— Instructions to follow —
Could you return the data that follows exactly, minus the images?

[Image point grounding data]
Segment Open

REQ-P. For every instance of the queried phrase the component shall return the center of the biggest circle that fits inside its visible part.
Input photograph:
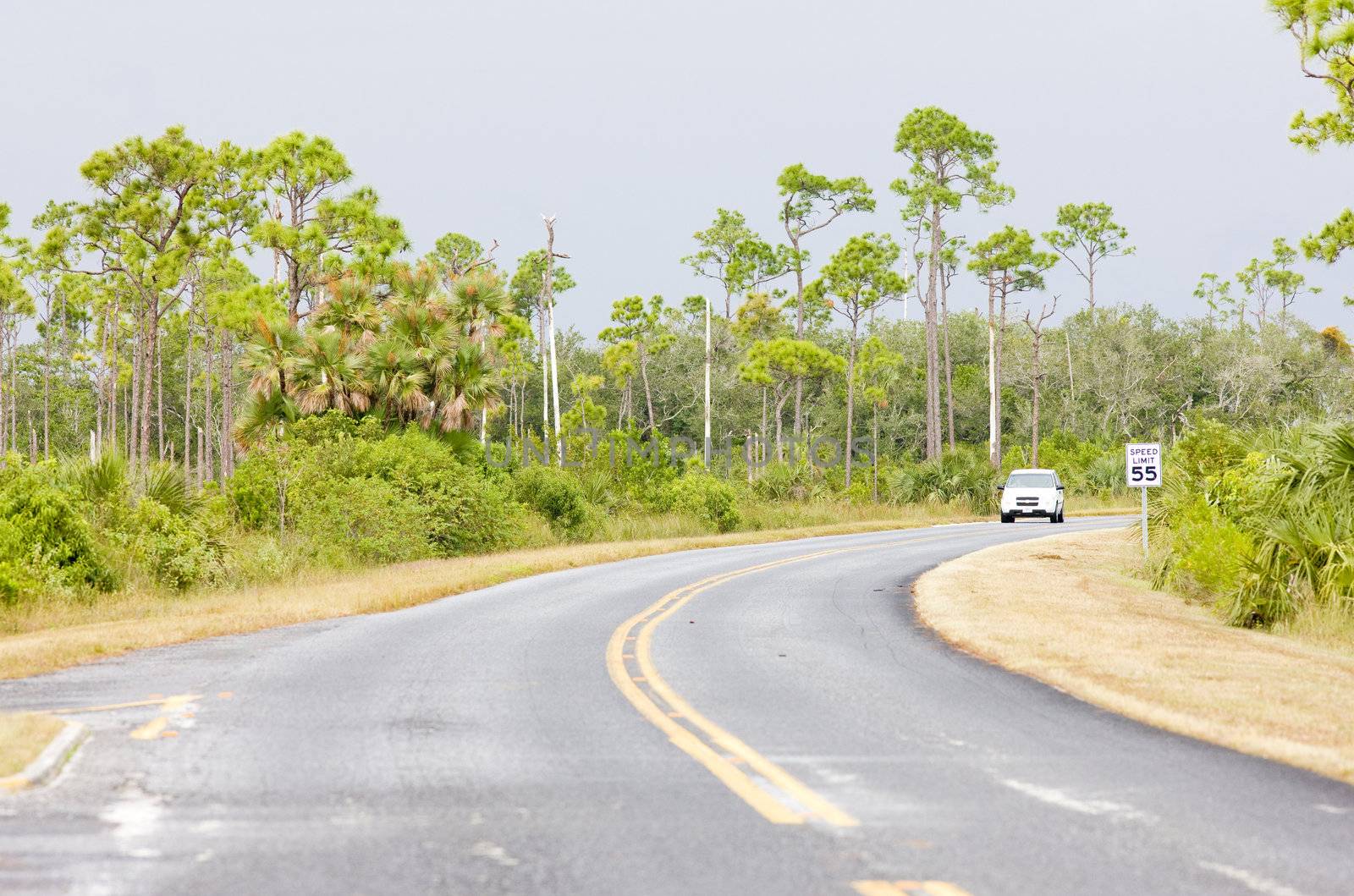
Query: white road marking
(494, 853)
(1087, 807)
(1249, 880)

Segment Closed

— Problem solution —
REQ-P. For every instance of the queried phrase the component shall return the center of the biggest circle that fits inside its visible part.
Input photograph:
Query: white road marking
(494, 853)
(1087, 807)
(1249, 880)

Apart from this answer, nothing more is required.